[start]
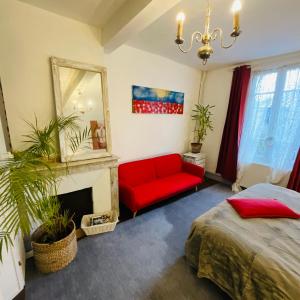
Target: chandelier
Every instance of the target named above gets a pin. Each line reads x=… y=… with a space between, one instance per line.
x=205 y=51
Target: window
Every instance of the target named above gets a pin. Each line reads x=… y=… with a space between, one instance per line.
x=271 y=133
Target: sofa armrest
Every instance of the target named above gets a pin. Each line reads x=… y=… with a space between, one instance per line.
x=193 y=169
x=126 y=195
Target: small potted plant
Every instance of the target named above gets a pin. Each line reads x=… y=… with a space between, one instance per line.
x=203 y=121
x=28 y=195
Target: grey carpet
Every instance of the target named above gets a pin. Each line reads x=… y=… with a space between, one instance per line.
x=142 y=259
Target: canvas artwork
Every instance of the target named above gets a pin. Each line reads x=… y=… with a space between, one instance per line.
x=156 y=101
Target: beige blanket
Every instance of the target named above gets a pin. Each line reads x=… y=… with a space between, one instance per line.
x=249 y=258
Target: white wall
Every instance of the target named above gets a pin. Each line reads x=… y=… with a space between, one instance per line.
x=29 y=36
x=143 y=135
x=216 y=92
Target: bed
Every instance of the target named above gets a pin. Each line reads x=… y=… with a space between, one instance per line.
x=249 y=258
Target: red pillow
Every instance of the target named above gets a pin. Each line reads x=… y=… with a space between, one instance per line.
x=262 y=208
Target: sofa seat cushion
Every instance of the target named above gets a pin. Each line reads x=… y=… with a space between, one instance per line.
x=163 y=188
x=167 y=165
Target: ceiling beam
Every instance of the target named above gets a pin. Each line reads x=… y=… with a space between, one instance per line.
x=131 y=18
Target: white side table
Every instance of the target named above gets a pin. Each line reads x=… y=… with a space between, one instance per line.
x=195 y=158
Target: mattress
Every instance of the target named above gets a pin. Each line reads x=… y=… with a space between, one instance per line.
x=249 y=258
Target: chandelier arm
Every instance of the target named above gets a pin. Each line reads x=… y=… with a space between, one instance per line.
x=195 y=36
x=220 y=32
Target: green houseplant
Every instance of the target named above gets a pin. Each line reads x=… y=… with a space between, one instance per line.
x=28 y=190
x=202 y=116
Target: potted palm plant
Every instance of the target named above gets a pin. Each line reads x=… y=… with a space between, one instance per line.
x=28 y=195
x=202 y=116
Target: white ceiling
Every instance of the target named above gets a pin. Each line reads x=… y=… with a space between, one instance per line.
x=269 y=28
x=93 y=12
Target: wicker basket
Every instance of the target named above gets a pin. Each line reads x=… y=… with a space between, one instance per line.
x=101 y=228
x=53 y=257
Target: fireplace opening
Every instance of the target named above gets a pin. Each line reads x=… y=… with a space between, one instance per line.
x=77 y=203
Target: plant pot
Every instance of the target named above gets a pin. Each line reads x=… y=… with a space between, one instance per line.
x=196 y=147
x=53 y=257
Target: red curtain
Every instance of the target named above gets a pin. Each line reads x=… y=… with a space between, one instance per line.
x=294 y=181
x=228 y=155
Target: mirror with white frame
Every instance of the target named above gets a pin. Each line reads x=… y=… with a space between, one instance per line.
x=81 y=90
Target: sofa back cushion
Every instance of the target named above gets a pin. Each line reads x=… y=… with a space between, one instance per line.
x=167 y=165
x=137 y=172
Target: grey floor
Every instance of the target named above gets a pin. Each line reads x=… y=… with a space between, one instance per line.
x=142 y=259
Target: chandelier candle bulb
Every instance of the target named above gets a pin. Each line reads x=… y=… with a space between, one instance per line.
x=180 y=19
x=205 y=38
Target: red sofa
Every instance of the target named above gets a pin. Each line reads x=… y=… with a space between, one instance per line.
x=145 y=182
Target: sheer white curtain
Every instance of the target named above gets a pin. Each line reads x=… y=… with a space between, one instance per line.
x=271 y=133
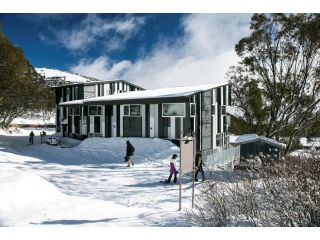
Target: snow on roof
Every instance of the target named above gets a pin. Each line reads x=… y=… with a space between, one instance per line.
x=247 y=138
x=69 y=77
x=312 y=142
x=234 y=111
x=148 y=94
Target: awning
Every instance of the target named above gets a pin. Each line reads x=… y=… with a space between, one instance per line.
x=65 y=121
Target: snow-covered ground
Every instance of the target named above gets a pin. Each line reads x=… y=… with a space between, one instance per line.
x=88 y=184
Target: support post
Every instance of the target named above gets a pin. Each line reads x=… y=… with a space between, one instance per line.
x=194 y=171
x=180 y=174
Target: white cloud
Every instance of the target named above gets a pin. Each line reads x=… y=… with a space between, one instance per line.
x=202 y=55
x=93 y=28
x=101 y=68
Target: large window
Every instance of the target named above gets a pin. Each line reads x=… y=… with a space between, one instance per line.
x=132 y=110
x=94 y=110
x=75 y=111
x=97 y=125
x=173 y=109
x=192 y=109
x=213 y=110
x=223 y=110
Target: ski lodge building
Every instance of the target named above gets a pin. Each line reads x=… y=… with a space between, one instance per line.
x=121 y=109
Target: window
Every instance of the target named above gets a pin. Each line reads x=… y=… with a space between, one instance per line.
x=74 y=111
x=76 y=91
x=97 y=125
x=218 y=140
x=213 y=110
x=94 y=110
x=126 y=110
x=135 y=110
x=192 y=109
x=85 y=111
x=173 y=109
x=224 y=95
x=132 y=110
x=68 y=94
x=100 y=90
x=223 y=110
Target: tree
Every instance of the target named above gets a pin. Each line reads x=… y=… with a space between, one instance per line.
x=21 y=88
x=281 y=59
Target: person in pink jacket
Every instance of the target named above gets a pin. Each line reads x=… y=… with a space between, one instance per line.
x=173 y=170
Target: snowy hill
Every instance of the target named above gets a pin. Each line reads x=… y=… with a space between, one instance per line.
x=88 y=185
x=69 y=77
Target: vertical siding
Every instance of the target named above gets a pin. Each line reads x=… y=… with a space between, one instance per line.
x=206 y=120
x=177 y=127
x=118 y=120
x=147 y=120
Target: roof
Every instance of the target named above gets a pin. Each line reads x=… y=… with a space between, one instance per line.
x=248 y=138
x=173 y=92
x=110 y=81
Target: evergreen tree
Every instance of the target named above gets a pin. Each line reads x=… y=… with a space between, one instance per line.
x=21 y=88
x=280 y=61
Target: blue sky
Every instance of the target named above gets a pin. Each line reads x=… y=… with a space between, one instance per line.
x=153 y=50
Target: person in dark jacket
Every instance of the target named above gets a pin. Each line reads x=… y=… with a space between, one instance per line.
x=199 y=167
x=129 y=154
x=31 y=135
x=173 y=170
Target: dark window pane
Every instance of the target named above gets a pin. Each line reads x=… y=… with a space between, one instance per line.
x=97 y=125
x=223 y=110
x=126 y=110
x=173 y=109
x=135 y=110
x=193 y=109
x=92 y=110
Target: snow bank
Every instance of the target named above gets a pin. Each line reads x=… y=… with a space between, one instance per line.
x=20 y=189
x=24 y=195
x=246 y=138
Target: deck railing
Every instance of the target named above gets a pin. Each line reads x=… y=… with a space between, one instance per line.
x=225 y=157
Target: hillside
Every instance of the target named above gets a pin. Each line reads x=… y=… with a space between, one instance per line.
x=69 y=77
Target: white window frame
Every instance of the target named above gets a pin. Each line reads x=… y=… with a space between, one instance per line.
x=195 y=109
x=97 y=108
x=129 y=105
x=184 y=110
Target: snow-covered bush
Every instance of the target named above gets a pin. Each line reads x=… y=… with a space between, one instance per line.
x=282 y=194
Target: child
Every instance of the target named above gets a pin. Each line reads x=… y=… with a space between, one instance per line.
x=173 y=170
x=199 y=167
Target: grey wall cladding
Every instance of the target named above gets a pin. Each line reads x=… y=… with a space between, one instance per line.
x=206 y=120
x=89 y=91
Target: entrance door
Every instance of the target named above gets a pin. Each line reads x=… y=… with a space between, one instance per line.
x=151 y=126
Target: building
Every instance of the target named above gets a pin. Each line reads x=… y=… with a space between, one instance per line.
x=254 y=145
x=121 y=109
x=70 y=121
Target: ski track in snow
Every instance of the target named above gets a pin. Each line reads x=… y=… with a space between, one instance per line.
x=93 y=175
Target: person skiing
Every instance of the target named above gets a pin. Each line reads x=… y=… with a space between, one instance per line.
x=199 y=167
x=173 y=170
x=129 y=154
x=31 y=135
x=42 y=136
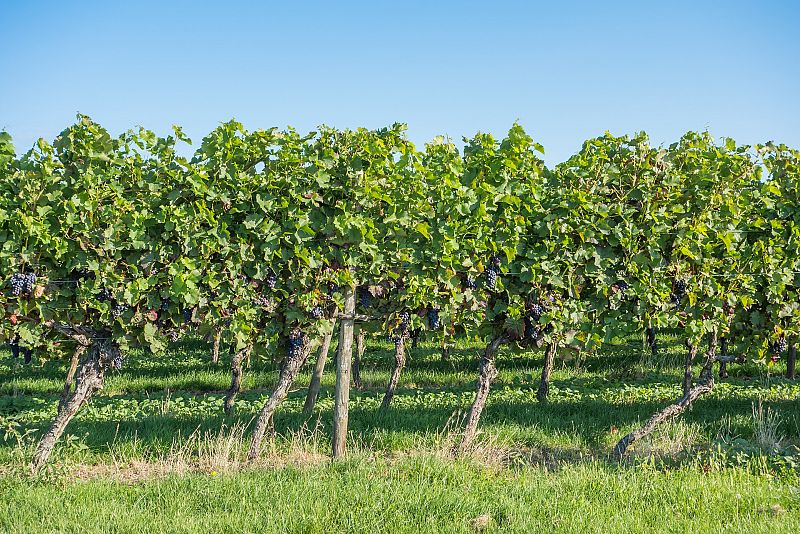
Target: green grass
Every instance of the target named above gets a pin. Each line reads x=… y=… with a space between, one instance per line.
x=413 y=495
x=536 y=466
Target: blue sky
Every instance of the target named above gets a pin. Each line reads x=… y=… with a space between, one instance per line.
x=566 y=70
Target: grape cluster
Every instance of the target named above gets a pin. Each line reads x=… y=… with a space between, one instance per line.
x=779 y=347
x=295 y=344
x=622 y=285
x=678 y=293
x=532 y=331
x=117 y=309
x=433 y=319
x=364 y=296
x=491 y=278
x=22 y=284
x=492 y=272
x=271 y=281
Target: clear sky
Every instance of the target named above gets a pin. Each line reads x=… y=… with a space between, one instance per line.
x=567 y=70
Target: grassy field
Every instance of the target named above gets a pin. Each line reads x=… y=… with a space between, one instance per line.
x=154 y=452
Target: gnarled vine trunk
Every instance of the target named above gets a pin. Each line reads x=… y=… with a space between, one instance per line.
x=288 y=375
x=704 y=385
x=691 y=354
x=215 y=346
x=399 y=363
x=236 y=377
x=90 y=375
x=360 y=349
x=73 y=366
x=723 y=365
x=547 y=370
x=316 y=377
x=487 y=374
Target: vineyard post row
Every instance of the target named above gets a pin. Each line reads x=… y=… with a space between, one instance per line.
x=261 y=238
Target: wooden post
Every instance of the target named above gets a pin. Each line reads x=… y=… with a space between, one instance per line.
x=343 y=363
x=791 y=362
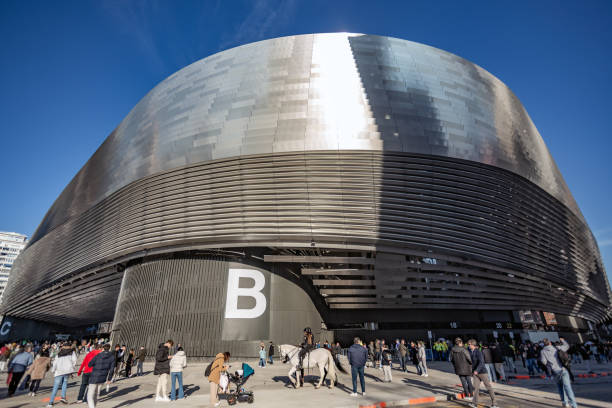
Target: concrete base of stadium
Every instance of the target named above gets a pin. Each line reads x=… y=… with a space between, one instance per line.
x=270 y=387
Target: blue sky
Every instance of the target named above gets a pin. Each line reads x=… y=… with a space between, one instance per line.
x=71 y=70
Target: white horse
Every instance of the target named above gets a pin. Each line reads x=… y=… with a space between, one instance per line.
x=321 y=358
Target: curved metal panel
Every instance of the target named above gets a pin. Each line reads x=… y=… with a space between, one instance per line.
x=316 y=92
x=348 y=141
x=505 y=242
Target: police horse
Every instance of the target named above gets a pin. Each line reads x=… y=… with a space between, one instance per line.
x=321 y=358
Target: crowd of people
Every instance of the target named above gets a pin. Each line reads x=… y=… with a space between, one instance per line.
x=479 y=363
x=27 y=364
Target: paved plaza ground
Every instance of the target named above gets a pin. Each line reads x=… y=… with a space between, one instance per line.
x=271 y=391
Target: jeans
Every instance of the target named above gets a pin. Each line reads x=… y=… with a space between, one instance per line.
x=466 y=382
x=214 y=393
x=176 y=377
x=162 y=384
x=510 y=363
x=84 y=383
x=491 y=372
x=59 y=380
x=565 y=388
x=34 y=385
x=499 y=369
x=388 y=375
x=354 y=372
x=15 y=382
x=92 y=394
x=485 y=379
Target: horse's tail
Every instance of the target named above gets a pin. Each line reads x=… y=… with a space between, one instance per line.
x=337 y=364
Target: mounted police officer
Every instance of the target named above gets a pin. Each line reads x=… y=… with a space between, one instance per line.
x=307 y=345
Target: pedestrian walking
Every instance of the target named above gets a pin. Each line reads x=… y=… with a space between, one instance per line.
x=532 y=354
x=18 y=364
x=550 y=358
x=498 y=361
x=142 y=354
x=414 y=356
x=177 y=364
x=479 y=374
x=63 y=367
x=38 y=370
x=128 y=363
x=377 y=350
x=271 y=353
x=489 y=364
x=357 y=357
x=85 y=370
x=119 y=359
x=162 y=369
x=262 y=355
x=462 y=363
x=508 y=355
x=386 y=358
x=218 y=366
x=102 y=367
x=403 y=351
x=422 y=359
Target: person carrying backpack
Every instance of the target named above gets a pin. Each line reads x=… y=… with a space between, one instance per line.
x=213 y=372
x=462 y=363
x=550 y=358
x=102 y=367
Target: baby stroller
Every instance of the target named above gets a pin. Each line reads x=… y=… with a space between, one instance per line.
x=239 y=378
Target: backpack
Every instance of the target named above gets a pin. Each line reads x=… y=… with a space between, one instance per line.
x=208 y=369
x=564 y=358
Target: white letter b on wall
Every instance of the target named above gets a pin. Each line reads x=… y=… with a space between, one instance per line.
x=234 y=292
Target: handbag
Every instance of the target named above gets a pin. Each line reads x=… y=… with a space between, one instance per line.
x=223 y=382
x=25 y=383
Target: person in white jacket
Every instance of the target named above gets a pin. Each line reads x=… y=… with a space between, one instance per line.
x=63 y=366
x=178 y=362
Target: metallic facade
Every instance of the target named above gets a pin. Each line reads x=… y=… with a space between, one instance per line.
x=413 y=177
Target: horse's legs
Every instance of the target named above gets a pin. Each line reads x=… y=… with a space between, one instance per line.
x=291 y=375
x=321 y=369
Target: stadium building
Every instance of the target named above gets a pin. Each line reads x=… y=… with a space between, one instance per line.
x=352 y=183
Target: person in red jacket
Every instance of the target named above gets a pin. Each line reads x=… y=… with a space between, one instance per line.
x=85 y=369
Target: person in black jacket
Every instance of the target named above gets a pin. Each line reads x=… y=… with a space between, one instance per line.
x=479 y=374
x=271 y=353
x=162 y=368
x=488 y=356
x=102 y=366
x=142 y=355
x=462 y=362
x=357 y=356
x=498 y=361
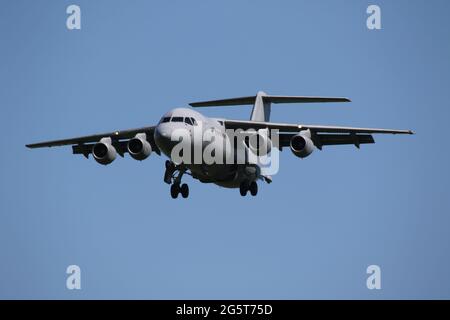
[end]
*SHORT EXERCISE*
Can you copy out every line from the very beginning through the line holding "x=126 y=195", inclusive, reproducing each one verbatim and omitting the pictures?

*EXPECTED ANSWER*
Target: chandelier
Every instance of the target named above gets a pin. Each line reads x=… y=… with a space between, one instance per line.
x=205 y=51
Target: window
Every instance of the target named above gets a pin. Each line reads x=… y=… with a space between, one instance per line.
x=271 y=133
Target: sofa armrest
Every instance of the target named above gets a pin. Each line reads x=… y=… with a space between, one instance per line.
x=193 y=169
x=126 y=195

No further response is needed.